start Text extract

Year 1098 (MXCVIII) was a common year starting on Friday (link will display the full calendar) of the Julian calendar.

Events 
 By place 

 First Crusade 
 February 9 – Battle of the Lake of Antioch: The Crusaders under Bohemond I defeat a Seljuk relief force (some 12,000 men) led by Sultan Fakhr al-Mulk Radwan of Aleppo. Bohemond gathers 700 knights, and marches in the night to ambush the Seljuk Turks at the Lake of Antioch (modern Turkey). After several successful cavalry charges the Crusaders rout the Seljuk army, forcing Radwan to retreat back to Aleppo.

end Text extract
start Items

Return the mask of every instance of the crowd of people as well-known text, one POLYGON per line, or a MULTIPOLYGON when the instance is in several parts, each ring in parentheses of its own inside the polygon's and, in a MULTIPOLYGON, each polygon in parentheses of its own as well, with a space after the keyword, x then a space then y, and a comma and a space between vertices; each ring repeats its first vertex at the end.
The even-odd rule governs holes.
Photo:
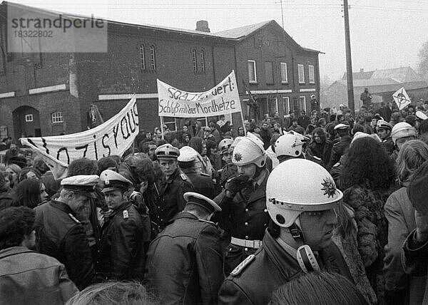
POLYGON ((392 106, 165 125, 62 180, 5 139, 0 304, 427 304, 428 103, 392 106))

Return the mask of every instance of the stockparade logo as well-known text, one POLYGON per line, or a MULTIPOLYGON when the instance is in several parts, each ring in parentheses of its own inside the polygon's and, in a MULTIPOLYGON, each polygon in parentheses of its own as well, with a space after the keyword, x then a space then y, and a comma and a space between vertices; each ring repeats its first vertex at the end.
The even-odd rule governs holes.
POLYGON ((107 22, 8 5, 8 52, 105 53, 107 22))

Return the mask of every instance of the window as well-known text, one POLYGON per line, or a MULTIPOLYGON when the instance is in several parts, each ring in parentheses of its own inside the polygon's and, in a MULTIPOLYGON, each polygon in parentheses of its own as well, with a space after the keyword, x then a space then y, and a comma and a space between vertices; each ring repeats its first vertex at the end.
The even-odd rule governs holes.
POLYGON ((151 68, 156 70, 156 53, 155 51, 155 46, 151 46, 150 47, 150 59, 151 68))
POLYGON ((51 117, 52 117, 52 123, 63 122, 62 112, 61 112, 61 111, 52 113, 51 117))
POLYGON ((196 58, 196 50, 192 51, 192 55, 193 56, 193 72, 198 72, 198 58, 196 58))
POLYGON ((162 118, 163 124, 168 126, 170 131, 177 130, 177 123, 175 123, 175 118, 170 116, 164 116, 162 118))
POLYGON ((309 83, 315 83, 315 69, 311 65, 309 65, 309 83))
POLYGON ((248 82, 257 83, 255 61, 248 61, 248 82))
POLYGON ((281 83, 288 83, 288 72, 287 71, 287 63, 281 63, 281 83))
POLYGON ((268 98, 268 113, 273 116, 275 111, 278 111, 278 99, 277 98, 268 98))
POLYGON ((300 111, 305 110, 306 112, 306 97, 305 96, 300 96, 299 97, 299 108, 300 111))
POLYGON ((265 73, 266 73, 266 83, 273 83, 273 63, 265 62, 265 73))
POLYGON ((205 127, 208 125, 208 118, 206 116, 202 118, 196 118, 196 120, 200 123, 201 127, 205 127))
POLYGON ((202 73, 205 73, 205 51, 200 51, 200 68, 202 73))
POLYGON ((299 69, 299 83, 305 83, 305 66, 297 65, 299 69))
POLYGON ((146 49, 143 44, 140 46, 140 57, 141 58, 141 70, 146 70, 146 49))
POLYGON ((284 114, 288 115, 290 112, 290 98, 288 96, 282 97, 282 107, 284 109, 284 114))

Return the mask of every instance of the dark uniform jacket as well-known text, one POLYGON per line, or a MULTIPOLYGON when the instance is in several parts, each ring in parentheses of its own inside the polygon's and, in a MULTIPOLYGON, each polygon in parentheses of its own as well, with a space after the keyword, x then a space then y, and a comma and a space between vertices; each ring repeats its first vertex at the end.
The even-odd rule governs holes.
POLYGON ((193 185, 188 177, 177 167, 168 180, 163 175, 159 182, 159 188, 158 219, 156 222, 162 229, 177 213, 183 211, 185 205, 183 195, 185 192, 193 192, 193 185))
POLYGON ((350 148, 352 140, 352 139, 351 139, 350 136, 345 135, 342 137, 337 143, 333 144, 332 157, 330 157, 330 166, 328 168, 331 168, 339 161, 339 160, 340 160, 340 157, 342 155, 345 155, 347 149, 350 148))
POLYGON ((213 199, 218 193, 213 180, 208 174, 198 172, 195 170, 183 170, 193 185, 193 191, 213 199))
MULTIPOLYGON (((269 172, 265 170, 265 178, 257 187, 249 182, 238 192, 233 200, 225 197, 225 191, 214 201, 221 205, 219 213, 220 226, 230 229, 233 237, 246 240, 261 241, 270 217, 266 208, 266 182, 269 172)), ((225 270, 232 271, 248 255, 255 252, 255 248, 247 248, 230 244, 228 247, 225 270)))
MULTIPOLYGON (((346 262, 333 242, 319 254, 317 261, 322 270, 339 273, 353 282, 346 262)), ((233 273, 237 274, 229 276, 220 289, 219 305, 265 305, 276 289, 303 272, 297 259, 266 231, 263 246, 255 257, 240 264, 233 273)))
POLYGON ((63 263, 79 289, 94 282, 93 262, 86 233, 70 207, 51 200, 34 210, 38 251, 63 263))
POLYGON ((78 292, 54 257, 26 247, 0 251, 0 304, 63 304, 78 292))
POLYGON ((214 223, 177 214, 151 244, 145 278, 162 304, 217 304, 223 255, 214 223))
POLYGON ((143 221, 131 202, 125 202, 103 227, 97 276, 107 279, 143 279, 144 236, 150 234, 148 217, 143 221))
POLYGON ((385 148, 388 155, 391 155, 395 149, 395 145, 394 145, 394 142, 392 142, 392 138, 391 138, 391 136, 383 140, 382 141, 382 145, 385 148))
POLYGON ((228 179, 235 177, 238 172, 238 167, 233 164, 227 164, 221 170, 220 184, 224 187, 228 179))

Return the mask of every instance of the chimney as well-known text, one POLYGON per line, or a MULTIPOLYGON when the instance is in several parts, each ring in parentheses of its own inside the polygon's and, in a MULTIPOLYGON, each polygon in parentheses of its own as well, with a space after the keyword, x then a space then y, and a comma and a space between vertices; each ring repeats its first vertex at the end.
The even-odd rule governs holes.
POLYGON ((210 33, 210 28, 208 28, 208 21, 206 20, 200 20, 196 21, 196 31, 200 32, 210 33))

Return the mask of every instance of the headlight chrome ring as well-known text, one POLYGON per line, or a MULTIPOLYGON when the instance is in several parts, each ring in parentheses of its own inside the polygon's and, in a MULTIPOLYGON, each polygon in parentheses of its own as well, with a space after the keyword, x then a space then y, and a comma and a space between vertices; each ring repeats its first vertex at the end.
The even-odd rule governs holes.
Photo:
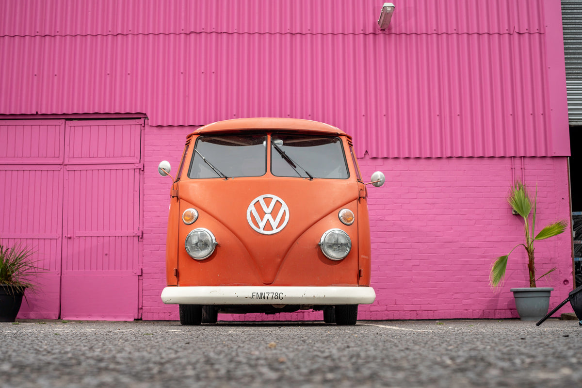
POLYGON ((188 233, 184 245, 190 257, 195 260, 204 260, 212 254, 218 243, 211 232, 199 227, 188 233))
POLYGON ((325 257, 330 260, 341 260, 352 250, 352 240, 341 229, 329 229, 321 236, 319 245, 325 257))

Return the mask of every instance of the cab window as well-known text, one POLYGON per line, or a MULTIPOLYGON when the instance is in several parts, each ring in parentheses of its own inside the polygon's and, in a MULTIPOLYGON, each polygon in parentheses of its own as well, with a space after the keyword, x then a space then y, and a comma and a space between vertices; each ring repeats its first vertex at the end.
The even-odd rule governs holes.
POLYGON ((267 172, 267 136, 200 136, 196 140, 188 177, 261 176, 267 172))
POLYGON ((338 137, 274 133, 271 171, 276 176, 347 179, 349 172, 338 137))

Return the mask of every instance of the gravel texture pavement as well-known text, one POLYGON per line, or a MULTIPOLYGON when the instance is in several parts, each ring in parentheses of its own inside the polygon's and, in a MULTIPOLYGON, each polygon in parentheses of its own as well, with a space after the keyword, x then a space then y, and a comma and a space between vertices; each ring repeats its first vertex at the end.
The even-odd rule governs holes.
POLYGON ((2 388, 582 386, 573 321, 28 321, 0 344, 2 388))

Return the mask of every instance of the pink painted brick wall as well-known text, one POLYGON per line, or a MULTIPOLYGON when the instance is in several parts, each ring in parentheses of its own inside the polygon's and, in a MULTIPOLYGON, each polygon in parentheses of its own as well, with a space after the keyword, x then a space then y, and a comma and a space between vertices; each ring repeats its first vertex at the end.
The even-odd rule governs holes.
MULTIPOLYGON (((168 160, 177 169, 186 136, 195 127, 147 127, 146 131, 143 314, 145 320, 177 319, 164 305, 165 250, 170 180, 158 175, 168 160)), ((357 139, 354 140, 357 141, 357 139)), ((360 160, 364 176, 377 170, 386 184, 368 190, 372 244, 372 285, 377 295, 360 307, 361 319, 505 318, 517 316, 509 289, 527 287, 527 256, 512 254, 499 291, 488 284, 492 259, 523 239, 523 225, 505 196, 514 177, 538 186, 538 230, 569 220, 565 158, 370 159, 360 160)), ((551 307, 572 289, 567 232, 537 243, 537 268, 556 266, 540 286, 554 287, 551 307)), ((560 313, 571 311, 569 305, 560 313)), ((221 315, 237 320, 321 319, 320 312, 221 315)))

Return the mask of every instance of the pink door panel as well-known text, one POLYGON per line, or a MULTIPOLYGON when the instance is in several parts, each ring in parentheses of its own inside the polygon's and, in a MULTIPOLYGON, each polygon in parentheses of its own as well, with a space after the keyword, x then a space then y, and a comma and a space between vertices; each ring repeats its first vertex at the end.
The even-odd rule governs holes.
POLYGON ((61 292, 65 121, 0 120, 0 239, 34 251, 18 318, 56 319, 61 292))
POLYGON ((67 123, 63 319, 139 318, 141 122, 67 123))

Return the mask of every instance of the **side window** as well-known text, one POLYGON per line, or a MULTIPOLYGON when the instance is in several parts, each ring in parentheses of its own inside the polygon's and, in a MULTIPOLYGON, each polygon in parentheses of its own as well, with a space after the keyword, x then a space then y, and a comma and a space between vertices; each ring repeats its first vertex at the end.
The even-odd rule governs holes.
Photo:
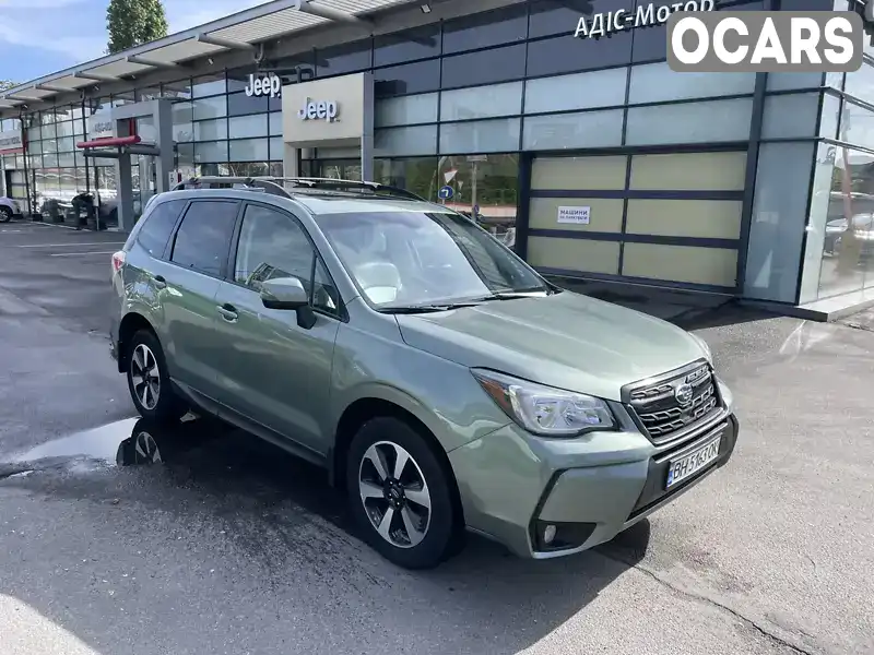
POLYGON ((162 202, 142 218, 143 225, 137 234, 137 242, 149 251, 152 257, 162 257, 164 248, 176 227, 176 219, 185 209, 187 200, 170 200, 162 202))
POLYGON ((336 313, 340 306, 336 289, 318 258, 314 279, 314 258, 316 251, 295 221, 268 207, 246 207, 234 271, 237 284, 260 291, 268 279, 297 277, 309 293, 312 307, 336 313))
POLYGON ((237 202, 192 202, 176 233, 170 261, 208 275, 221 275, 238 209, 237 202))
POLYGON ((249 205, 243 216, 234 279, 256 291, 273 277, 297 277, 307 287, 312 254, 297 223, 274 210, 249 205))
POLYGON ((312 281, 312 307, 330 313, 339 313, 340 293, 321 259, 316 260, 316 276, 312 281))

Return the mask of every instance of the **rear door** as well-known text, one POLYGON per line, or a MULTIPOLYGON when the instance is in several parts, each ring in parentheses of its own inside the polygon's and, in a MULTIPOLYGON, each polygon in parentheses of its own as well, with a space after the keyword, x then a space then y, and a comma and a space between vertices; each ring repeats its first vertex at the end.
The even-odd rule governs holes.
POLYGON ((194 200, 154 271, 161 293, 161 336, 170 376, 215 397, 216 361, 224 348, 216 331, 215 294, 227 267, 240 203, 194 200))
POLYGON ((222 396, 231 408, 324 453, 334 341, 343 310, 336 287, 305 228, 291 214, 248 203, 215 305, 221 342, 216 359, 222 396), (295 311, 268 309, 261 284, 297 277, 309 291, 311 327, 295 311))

end Items

### Problems to work on
**A)** In the extract on the year 1098, how many knights did Bohemond gather before marching to the Lake of Antioch?
**B)** Which geographic places does the extract on the year 1098 name? List them all.
**C)** Can you continue the extract on the year 1098 from its final sentence, keeping its style?

### Results
**A)** 700 knights

**B)**
- Lake of Antioch
- Turkey (modern Turkey)
- Aleppo

**C)**
 March 10 – Baldwin of Boulogne enters Edessa, and is welcomed as liberator by the Armenian clergy. The local population massacres the Seljuk garrison and officials – or forces them to flee. Baldwin is acknowledged as their ruler (or doux). He assumes the title of count and establishes the first crusader state. Baldwin marries Arda of Armenia,  daughter of Lord Thoros of Marash, and consolidates his conquered territory.
 June 3 – Siege of Antioch: The Crusaders under Bohemond I capture Antioch after a 8-month siege. He established secret contact with Firouz, an Armenian guard who controlled the "Tower of the Two Sisters". He opened the gates and Bohemond entered the city. Thousands of Christians are massacred along with Muslims. Bohemond is named Prince of Antioch (under protest) and creates the Principality of Antioch.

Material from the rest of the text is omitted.